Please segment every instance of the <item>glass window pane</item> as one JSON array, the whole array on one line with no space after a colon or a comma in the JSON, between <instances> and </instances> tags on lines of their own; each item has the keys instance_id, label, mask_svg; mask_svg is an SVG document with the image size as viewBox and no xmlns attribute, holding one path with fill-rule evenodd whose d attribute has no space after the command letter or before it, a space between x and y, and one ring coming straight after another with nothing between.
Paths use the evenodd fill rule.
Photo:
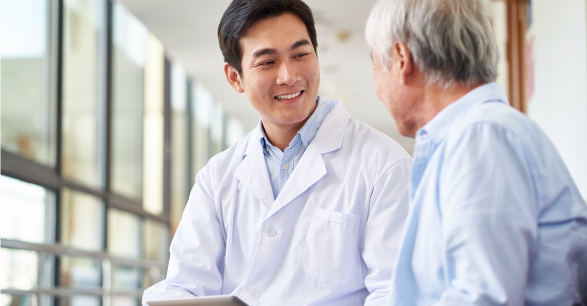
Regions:
<instances>
[{"instance_id":1,"label":"glass window pane","mask_svg":"<svg viewBox=\"0 0 587 306\"><path fill-rule=\"evenodd\" d=\"M54 53L47 0L2 0L0 103L3 149L55 164Z\"/></svg>"},{"instance_id":2,"label":"glass window pane","mask_svg":"<svg viewBox=\"0 0 587 306\"><path fill-rule=\"evenodd\" d=\"M0 305L1 306L37 306L36 295L16 295L11 294L0 294Z\"/></svg>"},{"instance_id":3,"label":"glass window pane","mask_svg":"<svg viewBox=\"0 0 587 306\"><path fill-rule=\"evenodd\" d=\"M101 265L95 259L62 256L59 282L66 288L91 288L101 285Z\"/></svg>"},{"instance_id":4,"label":"glass window pane","mask_svg":"<svg viewBox=\"0 0 587 306\"><path fill-rule=\"evenodd\" d=\"M194 162L193 173L197 173L208 163L210 158L210 114L214 105L212 94L201 84L197 83L193 86L192 111L193 118L195 119L193 125L193 145ZM192 181L194 178L191 178ZM194 182L192 182L193 183Z\"/></svg>"},{"instance_id":5,"label":"glass window pane","mask_svg":"<svg viewBox=\"0 0 587 306\"><path fill-rule=\"evenodd\" d=\"M64 188L61 243L83 250L103 250L104 213L104 203L98 198Z\"/></svg>"},{"instance_id":6,"label":"glass window pane","mask_svg":"<svg viewBox=\"0 0 587 306\"><path fill-rule=\"evenodd\" d=\"M40 186L0 176L2 238L41 243L55 241L55 193Z\"/></svg>"},{"instance_id":7,"label":"glass window pane","mask_svg":"<svg viewBox=\"0 0 587 306\"><path fill-rule=\"evenodd\" d=\"M188 169L190 139L187 110L187 80L178 65L171 66L171 159L170 221L177 227L190 194L191 181Z\"/></svg>"},{"instance_id":8,"label":"glass window pane","mask_svg":"<svg viewBox=\"0 0 587 306\"><path fill-rule=\"evenodd\" d=\"M143 288L149 288L165 278L165 271L157 267L146 269L143 274Z\"/></svg>"},{"instance_id":9,"label":"glass window pane","mask_svg":"<svg viewBox=\"0 0 587 306\"><path fill-rule=\"evenodd\" d=\"M140 200L143 178L143 101L149 32L113 2L112 177L113 191Z\"/></svg>"},{"instance_id":10,"label":"glass window pane","mask_svg":"<svg viewBox=\"0 0 587 306\"><path fill-rule=\"evenodd\" d=\"M59 297L59 306L100 306L102 297L93 295L73 295ZM116 305L116 304L113 304Z\"/></svg>"},{"instance_id":11,"label":"glass window pane","mask_svg":"<svg viewBox=\"0 0 587 306\"><path fill-rule=\"evenodd\" d=\"M66 0L63 4L63 173L93 188L101 187L99 114L103 107L102 77L105 40L104 2Z\"/></svg>"},{"instance_id":12,"label":"glass window pane","mask_svg":"<svg viewBox=\"0 0 587 306\"><path fill-rule=\"evenodd\" d=\"M222 152L224 149L224 109L217 102L214 102L210 113L212 122L210 130L210 138L212 141L212 151L210 156Z\"/></svg>"},{"instance_id":13,"label":"glass window pane","mask_svg":"<svg viewBox=\"0 0 587 306\"><path fill-rule=\"evenodd\" d=\"M112 305L114 306L137 306L139 305L139 299L124 295L113 295L112 297Z\"/></svg>"},{"instance_id":14,"label":"glass window pane","mask_svg":"<svg viewBox=\"0 0 587 306\"><path fill-rule=\"evenodd\" d=\"M0 288L32 290L37 287L38 256L26 250L2 248Z\"/></svg>"},{"instance_id":15,"label":"glass window pane","mask_svg":"<svg viewBox=\"0 0 587 306\"><path fill-rule=\"evenodd\" d=\"M247 135L242 124L233 117L230 117L227 123L227 145L230 147Z\"/></svg>"},{"instance_id":16,"label":"glass window pane","mask_svg":"<svg viewBox=\"0 0 587 306\"><path fill-rule=\"evenodd\" d=\"M143 233L147 259L167 261L169 258L169 229L162 222L146 219Z\"/></svg>"},{"instance_id":17,"label":"glass window pane","mask_svg":"<svg viewBox=\"0 0 587 306\"><path fill-rule=\"evenodd\" d=\"M112 290L133 291L141 288L143 269L122 264L112 265Z\"/></svg>"},{"instance_id":18,"label":"glass window pane","mask_svg":"<svg viewBox=\"0 0 587 306\"><path fill-rule=\"evenodd\" d=\"M143 134L143 208L153 215L163 212L163 45L150 35L145 66L145 104Z\"/></svg>"},{"instance_id":19,"label":"glass window pane","mask_svg":"<svg viewBox=\"0 0 587 306\"><path fill-rule=\"evenodd\" d=\"M119 209L108 210L108 252L113 255L140 257L140 219Z\"/></svg>"}]
</instances>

=== What is needed ===
Return each line of the material above that contains the string "instances", copying every such line in full.

=== Response to this exercise ===
Please segment every instance of the <item>glass window pane</item> as one JSON array, the whole array on one line with no space after a colon or a comma in the JSON, between <instances> and </instances> tags on lines of their own; each item has the keys instance_id, label, mask_svg; mask_svg is an SVG document with the image size as viewBox and no xmlns attribute, holding one path with fill-rule evenodd whose d attribute has no space after the command letter or before it, a space between x and y, and one ring coming straight after another with nothing between.
<instances>
</instances>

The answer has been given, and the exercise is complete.